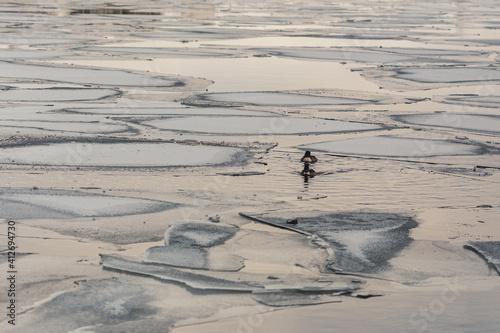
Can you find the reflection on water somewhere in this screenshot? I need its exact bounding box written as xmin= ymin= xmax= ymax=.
xmin=69 ymin=7 xmax=163 ymax=15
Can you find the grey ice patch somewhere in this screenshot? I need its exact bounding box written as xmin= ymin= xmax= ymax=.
xmin=0 ymin=142 xmax=248 ymax=168
xmin=299 ymin=136 xmax=486 ymax=158
xmin=0 ymin=188 xmax=178 ymax=219
xmin=393 ymin=113 xmax=500 ymax=133
xmin=143 ymin=245 xmax=245 ymax=272
xmin=444 ymin=95 xmax=500 ymax=108
xmin=189 ymin=92 xmax=371 ymax=106
xmin=142 ymin=117 xmax=383 ymax=135
xmin=0 ymin=88 xmax=120 ymax=102
xmin=242 ymin=212 xmax=418 ymax=273
xmin=101 ymin=254 xmax=263 ymax=292
xmin=165 ymin=221 xmax=239 ymax=247
xmin=63 ymin=107 xmax=275 ymax=117
xmin=464 ymin=241 xmax=500 ymax=275
xmin=252 ymin=292 xmax=342 ymax=307
xmin=0 ymin=61 xmax=182 ymax=87
xmin=18 ymin=279 xmax=158 ymax=332
xmin=143 ymin=221 xmax=244 ymax=271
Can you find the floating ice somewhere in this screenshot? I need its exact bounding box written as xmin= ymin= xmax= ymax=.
xmin=11 ymin=279 xmax=158 ymax=332
xmin=0 ymin=49 xmax=66 ymax=59
xmin=0 ymin=61 xmax=180 ymax=87
xmin=81 ymin=46 xmax=232 ymax=57
xmin=397 ymin=67 xmax=500 ymax=83
xmin=270 ymin=48 xmax=411 ymax=63
xmin=144 ymin=221 xmax=244 ymax=271
xmin=142 ymin=117 xmax=382 ymax=134
xmin=252 ymin=292 xmax=342 ymax=307
xmin=165 ymin=221 xmax=239 ymax=247
xmin=0 ymin=188 xmax=177 ymax=219
xmin=65 ymin=107 xmax=274 ymax=116
xmin=202 ymin=92 xmax=370 ymax=105
xmin=101 ymin=254 xmax=263 ymax=292
xmin=0 ymin=87 xmax=120 ymax=102
xmin=300 ymin=136 xmax=483 ymax=157
xmin=393 ymin=113 xmax=500 ymax=133
xmin=0 ymin=120 xmax=130 ymax=133
xmin=464 ymin=241 xmax=500 ymax=275
xmin=242 ymin=212 xmax=418 ymax=272
xmin=0 ymin=142 xmax=245 ymax=167
xmin=445 ymin=96 xmax=500 ymax=107
xmin=0 ymin=37 xmax=88 ymax=45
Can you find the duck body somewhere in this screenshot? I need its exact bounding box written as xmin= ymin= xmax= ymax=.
xmin=300 ymin=150 xmax=318 ymax=164
xmin=300 ymin=163 xmax=316 ymax=178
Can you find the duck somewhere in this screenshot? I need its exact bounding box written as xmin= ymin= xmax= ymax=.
xmin=300 ymin=150 xmax=318 ymax=164
xmin=300 ymin=163 xmax=316 ymax=178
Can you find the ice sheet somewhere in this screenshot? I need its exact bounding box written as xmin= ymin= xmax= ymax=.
xmin=203 ymin=92 xmax=369 ymax=106
xmin=0 ymin=188 xmax=177 ymax=219
xmin=142 ymin=116 xmax=382 ymax=135
xmin=0 ymin=120 xmax=130 ymax=133
xmin=0 ymin=87 xmax=120 ymax=102
xmin=464 ymin=241 xmax=500 ymax=275
xmin=242 ymin=212 xmax=418 ymax=273
xmin=0 ymin=143 xmax=244 ymax=167
xmin=65 ymin=107 xmax=273 ymax=116
xmin=300 ymin=136 xmax=483 ymax=157
xmin=0 ymin=61 xmax=179 ymax=87
xmin=397 ymin=67 xmax=500 ymax=83
xmin=394 ymin=113 xmax=500 ymax=133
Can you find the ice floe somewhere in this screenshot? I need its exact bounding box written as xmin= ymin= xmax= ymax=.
xmin=444 ymin=95 xmax=500 ymax=107
xmin=141 ymin=116 xmax=383 ymax=135
xmin=397 ymin=67 xmax=500 ymax=83
xmin=393 ymin=113 xmax=500 ymax=133
xmin=0 ymin=61 xmax=182 ymax=87
xmin=0 ymin=120 xmax=130 ymax=133
xmin=64 ymin=107 xmax=274 ymax=116
xmin=0 ymin=142 xmax=246 ymax=167
xmin=252 ymin=292 xmax=342 ymax=307
xmin=0 ymin=88 xmax=120 ymax=102
xmin=240 ymin=212 xmax=418 ymax=273
xmin=300 ymin=136 xmax=484 ymax=157
xmin=81 ymin=46 xmax=232 ymax=57
xmin=143 ymin=221 xmax=244 ymax=271
xmin=195 ymin=92 xmax=370 ymax=106
xmin=0 ymin=49 xmax=67 ymax=59
xmin=464 ymin=241 xmax=500 ymax=275
xmin=0 ymin=188 xmax=178 ymax=219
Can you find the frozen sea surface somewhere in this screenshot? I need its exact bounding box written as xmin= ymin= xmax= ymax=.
xmin=393 ymin=113 xmax=500 ymax=133
xmin=0 ymin=143 xmax=248 ymax=167
xmin=0 ymin=188 xmax=177 ymax=219
xmin=397 ymin=67 xmax=500 ymax=83
xmin=242 ymin=212 xmax=418 ymax=273
xmin=300 ymin=136 xmax=483 ymax=157
xmin=0 ymin=61 xmax=179 ymax=87
xmin=142 ymin=117 xmax=382 ymax=135
xmin=0 ymin=88 xmax=120 ymax=102
xmin=203 ymin=92 xmax=369 ymax=106
xmin=0 ymin=120 xmax=129 ymax=133
xmin=144 ymin=221 xmax=244 ymax=271
xmin=65 ymin=107 xmax=274 ymax=116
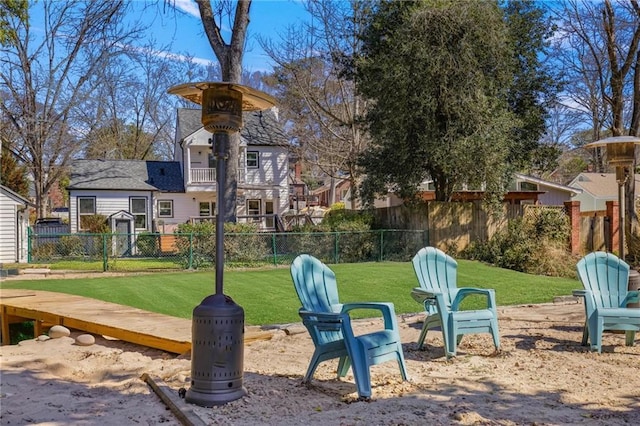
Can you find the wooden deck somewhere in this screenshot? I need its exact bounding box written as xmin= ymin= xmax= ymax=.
xmin=0 ymin=289 xmax=272 ymax=354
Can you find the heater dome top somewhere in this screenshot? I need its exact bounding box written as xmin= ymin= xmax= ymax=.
xmin=167 ymin=81 xmax=276 ymax=111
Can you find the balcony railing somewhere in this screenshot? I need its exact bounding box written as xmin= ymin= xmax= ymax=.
xmin=189 ymin=168 xmax=216 ymax=183
xmin=189 ymin=168 xmax=246 ymax=183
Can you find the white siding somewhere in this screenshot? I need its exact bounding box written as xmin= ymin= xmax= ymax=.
xmin=0 ymin=192 xmax=28 ymax=263
xmin=69 ymin=190 xmax=155 ymax=232
xmin=154 ymin=193 xmax=198 ymax=233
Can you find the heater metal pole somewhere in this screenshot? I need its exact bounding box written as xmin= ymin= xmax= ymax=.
xmin=212 ymin=132 xmax=229 ymax=295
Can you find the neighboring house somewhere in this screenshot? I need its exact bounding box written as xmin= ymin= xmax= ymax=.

+ + + + +

_Goal_
Render every line of the data above as a numbered list, skipping blank lines and omitting the pictures.

_The result_
1. Can you find the reflection on water somewhere in this screenshot? I need its exact bounding box written as xmin= ymin= xmax= ymax=.
2. xmin=69 ymin=7 xmax=163 ymax=15
3. Can you find the grey ice patch somewhere in this screenshot? I need its exact bounding box written as xmin= ymin= xmax= ymax=.
4. xmin=0 ymin=142 xmax=248 ymax=168
5. xmin=299 ymin=136 xmax=486 ymax=158
6. xmin=0 ymin=188 xmax=178 ymax=219
7. xmin=393 ymin=113 xmax=500 ymax=133
8. xmin=143 ymin=245 xmax=245 ymax=272
9. xmin=444 ymin=95 xmax=500 ymax=108
10. xmin=189 ymin=92 xmax=371 ymax=106
11. xmin=142 ymin=117 xmax=383 ymax=135
12. xmin=0 ymin=88 xmax=120 ymax=102
13. xmin=242 ymin=212 xmax=418 ymax=273
14. xmin=101 ymin=254 xmax=263 ymax=292
15. xmin=165 ymin=221 xmax=239 ymax=247
16. xmin=63 ymin=107 xmax=275 ymax=117
17. xmin=464 ymin=241 xmax=500 ymax=275
18. xmin=252 ymin=292 xmax=342 ymax=307
19. xmin=0 ymin=61 xmax=182 ymax=87
20. xmin=18 ymin=279 xmax=158 ymax=332
21. xmin=143 ymin=221 xmax=244 ymax=271
22. Can you find the floating ice somewhere in this screenshot? I need its exact bounding box written as xmin= ymin= xmax= ymax=.
23. xmin=11 ymin=279 xmax=158 ymax=332
24. xmin=0 ymin=49 xmax=66 ymax=59
25. xmin=0 ymin=61 xmax=180 ymax=87
26. xmin=81 ymin=46 xmax=232 ymax=57
27. xmin=397 ymin=67 xmax=500 ymax=83
28. xmin=270 ymin=48 xmax=411 ymax=63
29. xmin=144 ymin=221 xmax=244 ymax=271
30. xmin=142 ymin=117 xmax=382 ymax=134
31. xmin=252 ymin=292 xmax=342 ymax=307
32. xmin=165 ymin=221 xmax=239 ymax=247
33. xmin=0 ymin=188 xmax=177 ymax=219
34. xmin=65 ymin=107 xmax=274 ymax=116
35. xmin=202 ymin=92 xmax=370 ymax=105
36. xmin=101 ymin=254 xmax=263 ymax=292
37. xmin=0 ymin=87 xmax=120 ymax=102
38. xmin=300 ymin=136 xmax=483 ymax=157
39. xmin=393 ymin=113 xmax=500 ymax=133
40. xmin=0 ymin=120 xmax=130 ymax=133
41. xmin=464 ymin=241 xmax=500 ymax=275
42. xmin=242 ymin=212 xmax=418 ymax=272
43. xmin=0 ymin=142 xmax=245 ymax=167
44. xmin=445 ymin=96 xmax=500 ymax=107
45. xmin=0 ymin=37 xmax=88 ymax=45
46. Can you find the duck body somewhere in this screenshot? I need its exact bounding box written as xmin= ymin= xmax= ymax=.
47. xmin=300 ymin=150 xmax=318 ymax=164
48. xmin=300 ymin=163 xmax=316 ymax=178
49. Can you find the duck somewhere in this screenshot? I need its exact bounding box written as xmin= ymin= xmax= ymax=.
50. xmin=300 ymin=150 xmax=318 ymax=164
51. xmin=300 ymin=163 xmax=316 ymax=178
52. Can you find the ice sheet somewhere in this screenshot? I need its exact bounding box written as xmin= ymin= xmax= ymax=.
53. xmin=203 ymin=92 xmax=369 ymax=106
54. xmin=0 ymin=188 xmax=177 ymax=219
55. xmin=142 ymin=116 xmax=382 ymax=135
56. xmin=0 ymin=120 xmax=130 ymax=133
57. xmin=0 ymin=87 xmax=120 ymax=102
58. xmin=464 ymin=241 xmax=500 ymax=275
59. xmin=242 ymin=212 xmax=418 ymax=273
60. xmin=0 ymin=143 xmax=244 ymax=167
61. xmin=65 ymin=107 xmax=273 ymax=116
62. xmin=300 ymin=136 xmax=483 ymax=157
63. xmin=0 ymin=61 xmax=179 ymax=87
64. xmin=397 ymin=67 xmax=500 ymax=83
65. xmin=394 ymin=113 xmax=500 ymax=133
66. Can you find the ice floe somewhere in this screenshot? I need its exact bounding box written as xmin= ymin= xmax= ymax=.
67. xmin=444 ymin=95 xmax=500 ymax=107
68. xmin=141 ymin=116 xmax=383 ymax=135
69. xmin=397 ymin=67 xmax=500 ymax=83
70. xmin=393 ymin=113 xmax=500 ymax=133
71. xmin=0 ymin=61 xmax=182 ymax=87
72. xmin=0 ymin=120 xmax=130 ymax=133
73. xmin=64 ymin=107 xmax=274 ymax=116
74. xmin=0 ymin=142 xmax=246 ymax=167
75. xmin=252 ymin=292 xmax=342 ymax=307
76. xmin=0 ymin=88 xmax=120 ymax=102
77. xmin=240 ymin=212 xmax=418 ymax=273
78. xmin=300 ymin=136 xmax=484 ymax=157
79. xmin=81 ymin=46 xmax=232 ymax=57
80. xmin=143 ymin=221 xmax=244 ymax=271
81. xmin=195 ymin=92 xmax=370 ymax=106
82. xmin=0 ymin=49 xmax=67 ymax=59
83. xmin=464 ymin=241 xmax=500 ymax=275
84. xmin=0 ymin=188 xmax=178 ymax=219
85. Can you find the frozen sea surface somewhere in this screenshot? I need its exact bounding box written as xmin= ymin= xmax= ymax=.
86. xmin=393 ymin=113 xmax=500 ymax=133
87. xmin=0 ymin=143 xmax=248 ymax=167
88. xmin=0 ymin=188 xmax=177 ymax=219
89. xmin=397 ymin=67 xmax=500 ymax=83
90. xmin=242 ymin=212 xmax=418 ymax=273
91. xmin=300 ymin=136 xmax=483 ymax=157
92. xmin=0 ymin=61 xmax=179 ymax=87
93. xmin=142 ymin=117 xmax=382 ymax=135
94. xmin=0 ymin=88 xmax=120 ymax=102
95. xmin=203 ymin=92 xmax=369 ymax=106
96. xmin=0 ymin=120 xmax=129 ymax=133
97. xmin=144 ymin=221 xmax=244 ymax=271
98. xmin=65 ymin=107 xmax=274 ymax=116
99. Can you find the wooden deck somewhere in this screenshot? I need its exact bounding box written as xmin= ymin= xmax= ymax=.
100. xmin=0 ymin=289 xmax=272 ymax=354
101. Can you find the heater dome top somewhere in this screenshot? I need its exact bounding box written as xmin= ymin= xmax= ymax=.
102. xmin=167 ymin=81 xmax=276 ymax=111
103. Can you find the balcony railing somewhere in this screenshot? I need its exact bounding box written as xmin= ymin= xmax= ymax=.
104. xmin=189 ymin=168 xmax=216 ymax=183
105. xmin=189 ymin=168 xmax=246 ymax=183
106. Can you find the white siding somewhere in this screenshot? I need its exact bounding box written as xmin= ymin= xmax= ymax=.
107. xmin=0 ymin=192 xmax=28 ymax=263
108. xmin=69 ymin=190 xmax=155 ymax=232
109. xmin=154 ymin=193 xmax=198 ymax=233
110. Can you find the heater metal pole somewhere in this screenshot? I need its exact bounding box written as xmin= ymin= xmax= ymax=.
111. xmin=212 ymin=132 xmax=229 ymax=295
112. Can you find the neighboring house somewhere in this screenshot? I need its exact bounding box written as xmin= ymin= xmax= ymax=.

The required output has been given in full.